EXERCISE INSTRUCTIONS: Write out again every line from the one containing "of the window" through the end of the rows, requests included, and give nothing else. In the answers, scale every x,y coordinate by 2.4 and round to whole numbers, with halves rounded up.

Position annotation rows:
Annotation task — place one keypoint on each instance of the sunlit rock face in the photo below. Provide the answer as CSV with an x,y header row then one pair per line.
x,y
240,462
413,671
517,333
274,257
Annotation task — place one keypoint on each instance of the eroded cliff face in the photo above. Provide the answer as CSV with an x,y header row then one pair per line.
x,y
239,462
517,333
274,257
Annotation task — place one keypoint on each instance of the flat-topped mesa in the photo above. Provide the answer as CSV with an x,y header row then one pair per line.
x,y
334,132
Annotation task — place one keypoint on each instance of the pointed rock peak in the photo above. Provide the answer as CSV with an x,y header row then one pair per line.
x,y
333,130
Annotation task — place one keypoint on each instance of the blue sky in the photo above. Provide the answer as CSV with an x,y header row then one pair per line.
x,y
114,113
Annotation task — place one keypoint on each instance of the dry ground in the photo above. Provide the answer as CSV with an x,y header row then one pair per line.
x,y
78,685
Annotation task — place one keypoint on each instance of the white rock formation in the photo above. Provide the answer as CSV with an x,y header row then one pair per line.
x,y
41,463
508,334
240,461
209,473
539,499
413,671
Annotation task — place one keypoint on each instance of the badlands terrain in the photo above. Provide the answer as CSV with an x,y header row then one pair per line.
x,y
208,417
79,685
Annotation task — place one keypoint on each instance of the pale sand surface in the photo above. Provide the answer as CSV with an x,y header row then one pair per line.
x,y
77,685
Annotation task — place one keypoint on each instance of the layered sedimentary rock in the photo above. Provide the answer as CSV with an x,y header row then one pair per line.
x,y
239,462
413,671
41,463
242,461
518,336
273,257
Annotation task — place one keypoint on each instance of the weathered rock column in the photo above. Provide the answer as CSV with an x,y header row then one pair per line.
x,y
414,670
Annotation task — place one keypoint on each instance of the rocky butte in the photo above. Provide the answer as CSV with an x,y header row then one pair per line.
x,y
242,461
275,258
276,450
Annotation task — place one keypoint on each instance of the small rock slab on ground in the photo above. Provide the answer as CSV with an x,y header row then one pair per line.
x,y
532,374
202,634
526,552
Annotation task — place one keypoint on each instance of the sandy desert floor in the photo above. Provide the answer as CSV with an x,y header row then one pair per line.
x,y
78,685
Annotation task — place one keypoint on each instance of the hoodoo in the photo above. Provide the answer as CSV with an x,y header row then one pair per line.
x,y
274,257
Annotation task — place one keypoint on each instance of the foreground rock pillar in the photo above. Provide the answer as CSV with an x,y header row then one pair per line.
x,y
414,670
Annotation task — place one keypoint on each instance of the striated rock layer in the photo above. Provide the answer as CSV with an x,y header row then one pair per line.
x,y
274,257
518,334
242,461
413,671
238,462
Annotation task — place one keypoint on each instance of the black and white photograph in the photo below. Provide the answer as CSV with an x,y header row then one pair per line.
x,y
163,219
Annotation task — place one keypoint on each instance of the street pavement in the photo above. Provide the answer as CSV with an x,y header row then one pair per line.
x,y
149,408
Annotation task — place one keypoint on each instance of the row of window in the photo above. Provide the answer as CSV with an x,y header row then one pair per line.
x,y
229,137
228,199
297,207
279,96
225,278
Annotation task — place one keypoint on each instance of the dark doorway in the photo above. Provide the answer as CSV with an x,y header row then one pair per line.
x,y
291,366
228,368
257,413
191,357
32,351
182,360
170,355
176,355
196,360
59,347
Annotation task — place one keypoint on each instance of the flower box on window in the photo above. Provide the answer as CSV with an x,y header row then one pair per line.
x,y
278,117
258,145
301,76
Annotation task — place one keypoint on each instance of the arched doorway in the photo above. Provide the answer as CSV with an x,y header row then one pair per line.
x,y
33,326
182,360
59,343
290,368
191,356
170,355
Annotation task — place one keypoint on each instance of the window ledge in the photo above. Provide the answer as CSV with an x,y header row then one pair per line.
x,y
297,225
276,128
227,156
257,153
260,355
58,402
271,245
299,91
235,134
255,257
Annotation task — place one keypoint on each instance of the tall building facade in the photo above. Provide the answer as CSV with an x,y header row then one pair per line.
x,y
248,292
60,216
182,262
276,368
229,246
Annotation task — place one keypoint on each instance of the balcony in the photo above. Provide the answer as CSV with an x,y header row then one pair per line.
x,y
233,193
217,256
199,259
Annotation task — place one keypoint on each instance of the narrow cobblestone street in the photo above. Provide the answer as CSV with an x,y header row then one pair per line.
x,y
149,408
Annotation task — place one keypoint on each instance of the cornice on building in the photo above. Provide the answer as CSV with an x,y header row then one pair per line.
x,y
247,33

ANSWER TO THE EXERCISE:
Annotation task — place one keypoint on each instance of the window ledge in the photo above. Provide the answer as CSV with an x,y header row then one pair per line.
x,y
713,540
662,307
545,374
617,367
624,852
139,965
650,588
718,218
564,322
612,617
Annotation task — place one keypoint on each instance of the tall building facade in the photo above. Provide the answer as CSV with an x,y header row then one pair per line.
x,y
595,701
144,518
437,629
662,883
550,590
Annotation task — place one keypoint on each instance of the balcony in the photo above. Provide the answer as CSV with an x,y header row then one pair per line.
x,y
559,463
521,614
478,622
Annotation task — place one keypoint on each instance of the narrow cobblestone street in the photo above. Provide the answer as CSV with an x,y header row then one pair per line.
x,y
358,979
Annotation task — place one keypoint on each instance of the cornice on building in the photo above. Provide the answer as CSV with an x,y header row then one pair per line.
x,y
593,79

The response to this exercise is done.